----- DATA EXTRACTS

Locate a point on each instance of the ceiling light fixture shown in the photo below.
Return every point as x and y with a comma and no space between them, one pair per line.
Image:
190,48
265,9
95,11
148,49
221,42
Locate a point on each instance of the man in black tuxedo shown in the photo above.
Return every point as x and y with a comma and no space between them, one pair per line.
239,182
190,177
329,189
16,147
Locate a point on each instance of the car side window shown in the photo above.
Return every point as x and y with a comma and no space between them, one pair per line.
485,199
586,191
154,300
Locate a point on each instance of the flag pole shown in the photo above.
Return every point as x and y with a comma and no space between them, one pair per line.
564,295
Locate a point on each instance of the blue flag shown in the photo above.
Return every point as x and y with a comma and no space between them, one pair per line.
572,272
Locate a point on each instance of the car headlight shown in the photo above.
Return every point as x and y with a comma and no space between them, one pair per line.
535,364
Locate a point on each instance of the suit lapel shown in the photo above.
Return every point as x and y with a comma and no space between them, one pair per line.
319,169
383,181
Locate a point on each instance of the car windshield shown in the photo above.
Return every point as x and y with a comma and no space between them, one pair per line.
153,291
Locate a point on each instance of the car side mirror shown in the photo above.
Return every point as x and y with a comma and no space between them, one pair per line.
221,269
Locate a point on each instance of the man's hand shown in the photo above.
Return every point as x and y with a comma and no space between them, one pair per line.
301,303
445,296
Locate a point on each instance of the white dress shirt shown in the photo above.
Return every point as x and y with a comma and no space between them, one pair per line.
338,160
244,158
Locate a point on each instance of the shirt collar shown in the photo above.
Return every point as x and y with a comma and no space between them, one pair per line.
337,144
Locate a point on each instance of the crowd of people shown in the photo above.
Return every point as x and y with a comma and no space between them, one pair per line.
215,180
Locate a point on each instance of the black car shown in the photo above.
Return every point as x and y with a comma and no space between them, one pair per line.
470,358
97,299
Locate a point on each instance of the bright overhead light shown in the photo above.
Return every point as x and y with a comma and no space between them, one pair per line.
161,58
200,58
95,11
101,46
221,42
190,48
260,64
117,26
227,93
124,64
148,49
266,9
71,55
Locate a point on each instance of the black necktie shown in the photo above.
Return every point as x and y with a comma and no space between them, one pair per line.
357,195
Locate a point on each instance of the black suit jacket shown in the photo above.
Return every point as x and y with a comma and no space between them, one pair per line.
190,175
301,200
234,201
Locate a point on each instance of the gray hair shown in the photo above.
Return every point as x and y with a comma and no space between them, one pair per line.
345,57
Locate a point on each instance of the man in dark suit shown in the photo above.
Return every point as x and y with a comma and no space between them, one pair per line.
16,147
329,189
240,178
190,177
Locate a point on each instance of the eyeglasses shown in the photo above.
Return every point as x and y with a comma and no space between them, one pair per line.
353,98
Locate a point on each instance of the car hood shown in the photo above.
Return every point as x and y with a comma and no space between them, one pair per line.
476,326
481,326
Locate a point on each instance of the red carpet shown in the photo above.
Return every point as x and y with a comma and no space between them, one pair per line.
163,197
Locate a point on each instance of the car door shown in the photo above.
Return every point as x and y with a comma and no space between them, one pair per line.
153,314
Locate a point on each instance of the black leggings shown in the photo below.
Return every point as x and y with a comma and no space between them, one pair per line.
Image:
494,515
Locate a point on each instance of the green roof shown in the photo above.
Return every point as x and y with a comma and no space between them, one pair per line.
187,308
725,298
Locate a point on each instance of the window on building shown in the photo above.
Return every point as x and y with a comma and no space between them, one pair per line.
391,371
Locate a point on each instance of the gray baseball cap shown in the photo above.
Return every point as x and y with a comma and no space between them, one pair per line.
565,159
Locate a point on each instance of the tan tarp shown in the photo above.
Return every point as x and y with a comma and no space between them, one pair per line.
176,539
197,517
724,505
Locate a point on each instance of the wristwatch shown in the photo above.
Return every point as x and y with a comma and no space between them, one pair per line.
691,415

----------

REQUIRED ACTION: Everything above from the line containing "Locate a point on each instance of the shirt" through the line containing "Locate a point on each instance of the gray hair" must be copied exactly. Nothing outside that range belongs in the answer.

SOLUTION:
Locate a point on each instance of the shirt collar shown in the photo above.
Return every point as x and y with a comma and no space between them, one pair per line.
337,144
Locate a point on each instance of the crowd of people shown in the photo above.
Return every point as x and y with a comma and no space between them, one pair per line.
215,180
Locate a point on each instance of the black car shown in the photo above.
Return every point as x and y with a comma and no space between them, one pair per line.
470,358
97,299
Locate a point on each instance of the bright overhead light shown in the photo above.
Return every point as x and y with a comma and no space between them, one pair per line.
161,58
200,58
95,11
101,46
221,42
190,48
260,64
117,26
227,93
124,64
148,49
266,9
71,55
Locate a point on each instance of the black necktie shown in the photo above.
Return every point as x and y with a comma and no space between them, one pair per line.
357,195
Locate a point on each instance of the black suit jacket shown in the photo above.
Return every point as x and y with a comma and no space between them, one pair per line.
190,175
301,200
234,201
Locate a point on each instance of the gray hair shown in the photo above.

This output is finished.